* _Document extract_:
↓

Between 2013 and 2014, organizations increased their amount of focus on building strong relationships with candidates by more than five times. But as the Aberdeen Group observes in their recent report, Why the Candidate Experience Needs to be a Priority ASAP, organizations still need to up the ante.
No matter the industry, a candidate’s application experience should be a top priority simply because their perceptions of the process (whether they get the job or not) can have a serious impact on an organization’s brand, customers, and success. In this hyper-connected age of social media, it can take only one voice to significantly damage a big brand.
A priority for Best-in-Class companies
The importance of the candidate experience is not lost on Best-in-Class organizations. These companies are 30 percent more likely to invest in new technologies such as social, mobile and video to make recruiting engaging for candidates, in comparison with all other organizations (60 percent vs. 46 percent).
It’s also more likely that Best-in-Class organizations (compared with all other organizations) will focus on the development of a talent community to reach candidates and improve the candidate experience.
Talent Communities, groups of active potential candidates that can regularly engage with the organization through technology (online portals, email, mobile etc.) are one of the fastest growing areas of talent acquisition. Aberdeen reports that 40 percent of organizations (respondents from a recent talent acquisition survey) plan to increase their investment in talent communities over the next 12 months.
THE most critical talent acquisition issue
Aberdeen’s research finds that besides overcoming the skills gap in today’s talent pool, improving the candidate experience is ranked by businesses, overall, as the most critical talent acquisition issue. How this knowledge is reflected within organizations, however, is a different story.
Just 21 percent of companies in Aberdeen’s report indicated that the candidate experience/building strong relationships with candidates were a top priority for 2014, although this was a significant jump from 2013 where only 4 percent of organizations reported this.
Besides the perception of an organization, having a great candidate experience process can also mean improved cost-per-hire.
Aberdeen’s study found that organizations prioritizing the candidate experience are twice as likely to improve their cost-per-hire and are expected to have a larger budget for talent acquisition efforts in the coming year (compared to organizations who do not prioritize the candidate experience).
Treating candidates like consumers
Candidates expect much of the same things as consumers, for example, in ease of use and clear user-interfaces.
In a 2013 study by Aberdeen, 62 percent of Best-in-Class organizations reported giving candidates visibility into their application status through resources like automated emails and online platforms like candidate career portals (although just 33 percent of organizations feel they have an engaging career portal). According to another 2013 study from Aberdeen, candidates who start as customers of the companies they apply to are 3.2 times more likely to describe their relationship as an applicant as positive rather than negative.

↑

* _Listed entries_:
↓

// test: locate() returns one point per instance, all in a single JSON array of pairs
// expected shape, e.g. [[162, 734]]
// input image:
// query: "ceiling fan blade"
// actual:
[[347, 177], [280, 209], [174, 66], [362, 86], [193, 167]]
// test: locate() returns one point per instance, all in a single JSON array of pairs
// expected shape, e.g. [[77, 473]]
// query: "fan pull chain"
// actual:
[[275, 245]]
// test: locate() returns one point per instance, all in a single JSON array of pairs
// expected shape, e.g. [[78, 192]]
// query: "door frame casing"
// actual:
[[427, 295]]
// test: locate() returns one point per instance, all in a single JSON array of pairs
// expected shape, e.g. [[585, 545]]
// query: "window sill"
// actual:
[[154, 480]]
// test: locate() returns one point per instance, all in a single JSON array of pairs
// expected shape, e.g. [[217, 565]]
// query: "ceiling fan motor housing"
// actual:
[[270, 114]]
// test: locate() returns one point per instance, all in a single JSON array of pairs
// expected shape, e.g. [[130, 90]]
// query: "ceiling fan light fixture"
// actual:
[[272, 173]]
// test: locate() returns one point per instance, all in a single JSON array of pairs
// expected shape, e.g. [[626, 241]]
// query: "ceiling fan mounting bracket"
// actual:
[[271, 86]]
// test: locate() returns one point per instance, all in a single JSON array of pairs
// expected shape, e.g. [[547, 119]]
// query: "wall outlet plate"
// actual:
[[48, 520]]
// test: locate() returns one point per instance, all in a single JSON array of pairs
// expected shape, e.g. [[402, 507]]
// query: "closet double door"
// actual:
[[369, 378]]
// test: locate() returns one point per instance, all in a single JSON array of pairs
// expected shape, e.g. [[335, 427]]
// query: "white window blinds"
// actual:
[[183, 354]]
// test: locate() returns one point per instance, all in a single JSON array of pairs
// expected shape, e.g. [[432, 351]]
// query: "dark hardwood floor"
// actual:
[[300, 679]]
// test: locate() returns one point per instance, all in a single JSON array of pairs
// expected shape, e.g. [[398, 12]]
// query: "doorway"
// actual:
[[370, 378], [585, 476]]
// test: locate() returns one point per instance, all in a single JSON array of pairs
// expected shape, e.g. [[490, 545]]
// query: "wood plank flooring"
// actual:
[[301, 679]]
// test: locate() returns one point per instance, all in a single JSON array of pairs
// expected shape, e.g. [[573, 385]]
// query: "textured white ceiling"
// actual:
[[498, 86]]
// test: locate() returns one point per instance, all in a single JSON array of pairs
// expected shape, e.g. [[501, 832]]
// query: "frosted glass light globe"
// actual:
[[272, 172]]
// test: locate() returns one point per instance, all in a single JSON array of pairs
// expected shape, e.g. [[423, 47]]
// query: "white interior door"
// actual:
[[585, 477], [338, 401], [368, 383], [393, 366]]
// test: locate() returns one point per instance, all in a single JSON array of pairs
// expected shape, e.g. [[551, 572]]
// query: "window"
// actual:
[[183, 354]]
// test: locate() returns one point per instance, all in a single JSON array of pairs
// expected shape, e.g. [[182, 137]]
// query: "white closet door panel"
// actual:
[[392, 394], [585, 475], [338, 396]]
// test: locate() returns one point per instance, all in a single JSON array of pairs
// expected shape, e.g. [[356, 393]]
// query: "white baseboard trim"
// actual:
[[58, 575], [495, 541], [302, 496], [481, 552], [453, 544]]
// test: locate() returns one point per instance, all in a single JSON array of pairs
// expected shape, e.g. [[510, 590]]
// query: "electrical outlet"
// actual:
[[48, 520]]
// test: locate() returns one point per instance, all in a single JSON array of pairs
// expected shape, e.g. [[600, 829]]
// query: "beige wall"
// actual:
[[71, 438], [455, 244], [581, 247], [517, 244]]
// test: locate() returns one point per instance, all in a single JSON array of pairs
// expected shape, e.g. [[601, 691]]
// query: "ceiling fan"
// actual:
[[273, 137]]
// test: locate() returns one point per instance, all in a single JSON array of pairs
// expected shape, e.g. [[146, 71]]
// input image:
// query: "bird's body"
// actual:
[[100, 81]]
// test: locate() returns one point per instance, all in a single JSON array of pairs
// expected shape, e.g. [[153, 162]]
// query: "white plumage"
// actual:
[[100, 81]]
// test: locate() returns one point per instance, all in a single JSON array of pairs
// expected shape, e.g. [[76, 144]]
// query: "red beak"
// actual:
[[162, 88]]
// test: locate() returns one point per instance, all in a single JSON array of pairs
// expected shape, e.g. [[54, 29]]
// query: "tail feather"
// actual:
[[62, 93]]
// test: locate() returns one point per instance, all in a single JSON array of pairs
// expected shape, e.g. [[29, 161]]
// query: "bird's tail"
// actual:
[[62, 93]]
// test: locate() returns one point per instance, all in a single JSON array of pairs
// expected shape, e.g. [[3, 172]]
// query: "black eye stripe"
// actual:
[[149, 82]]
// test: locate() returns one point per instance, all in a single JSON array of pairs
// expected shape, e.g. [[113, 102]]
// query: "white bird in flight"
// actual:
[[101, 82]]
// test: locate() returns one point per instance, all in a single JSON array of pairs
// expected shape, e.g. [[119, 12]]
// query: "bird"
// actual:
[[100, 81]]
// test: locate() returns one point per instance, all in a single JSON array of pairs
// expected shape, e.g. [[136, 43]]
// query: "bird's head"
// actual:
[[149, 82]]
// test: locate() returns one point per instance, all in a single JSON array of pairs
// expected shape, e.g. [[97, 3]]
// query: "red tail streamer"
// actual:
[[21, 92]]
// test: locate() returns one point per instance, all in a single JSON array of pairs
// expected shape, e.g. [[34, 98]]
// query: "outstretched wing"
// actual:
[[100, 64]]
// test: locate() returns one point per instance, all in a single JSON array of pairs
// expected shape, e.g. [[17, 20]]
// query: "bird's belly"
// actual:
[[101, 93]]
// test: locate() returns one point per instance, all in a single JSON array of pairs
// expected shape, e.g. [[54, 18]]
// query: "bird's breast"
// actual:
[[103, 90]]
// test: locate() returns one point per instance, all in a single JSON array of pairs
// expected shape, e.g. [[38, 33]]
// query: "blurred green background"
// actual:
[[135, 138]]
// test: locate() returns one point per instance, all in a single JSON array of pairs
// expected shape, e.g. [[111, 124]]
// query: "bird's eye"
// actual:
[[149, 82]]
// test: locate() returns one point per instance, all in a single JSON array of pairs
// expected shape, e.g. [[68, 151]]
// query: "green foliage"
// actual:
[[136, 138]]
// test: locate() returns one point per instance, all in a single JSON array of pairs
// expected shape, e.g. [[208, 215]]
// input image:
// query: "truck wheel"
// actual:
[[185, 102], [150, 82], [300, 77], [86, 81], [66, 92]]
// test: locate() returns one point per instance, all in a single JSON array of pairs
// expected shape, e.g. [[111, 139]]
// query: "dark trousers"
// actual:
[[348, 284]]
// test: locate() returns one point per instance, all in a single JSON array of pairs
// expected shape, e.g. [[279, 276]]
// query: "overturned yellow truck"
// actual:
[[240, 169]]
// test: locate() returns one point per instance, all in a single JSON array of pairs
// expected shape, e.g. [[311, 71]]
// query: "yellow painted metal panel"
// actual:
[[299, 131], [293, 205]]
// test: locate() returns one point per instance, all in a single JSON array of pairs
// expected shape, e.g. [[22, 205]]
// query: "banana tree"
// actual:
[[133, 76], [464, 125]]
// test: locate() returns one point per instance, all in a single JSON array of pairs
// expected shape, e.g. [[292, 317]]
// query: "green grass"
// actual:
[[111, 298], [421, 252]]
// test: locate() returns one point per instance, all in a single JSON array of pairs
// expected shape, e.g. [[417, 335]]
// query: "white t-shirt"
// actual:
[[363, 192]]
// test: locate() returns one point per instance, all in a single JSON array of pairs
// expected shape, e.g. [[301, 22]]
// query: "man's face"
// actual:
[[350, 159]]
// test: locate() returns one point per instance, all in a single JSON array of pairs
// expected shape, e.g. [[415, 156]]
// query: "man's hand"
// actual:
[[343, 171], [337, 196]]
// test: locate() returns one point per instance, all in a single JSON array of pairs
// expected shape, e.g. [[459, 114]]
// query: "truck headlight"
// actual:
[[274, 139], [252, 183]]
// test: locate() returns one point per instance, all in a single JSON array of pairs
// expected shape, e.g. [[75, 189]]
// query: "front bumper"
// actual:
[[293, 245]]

↑

For each statement, say yes or no according to the article on candidate experience, and quote the words that decide it: (a) 40 percent of organizations plan to increase their investment in talent communities over the next 12 months; (b) in 2013, 21 percent of organizations reported the candidate experience as a top priority; (c) organizations prioritizing the candidate experience are three times as likely to improve their cost-per-hire. The records have no connection to the article on candidate experience.

(a) Yes: "40 percent of organizations (respondents from a recent talent acquisition survey) plan to increase their investment in talent communities over the next 12 months"
(b) No: "this was a significant jump from 2013 where only 4 percent of organizations reported this"
(c) No: "twice as likely to improve their cost-per-hire"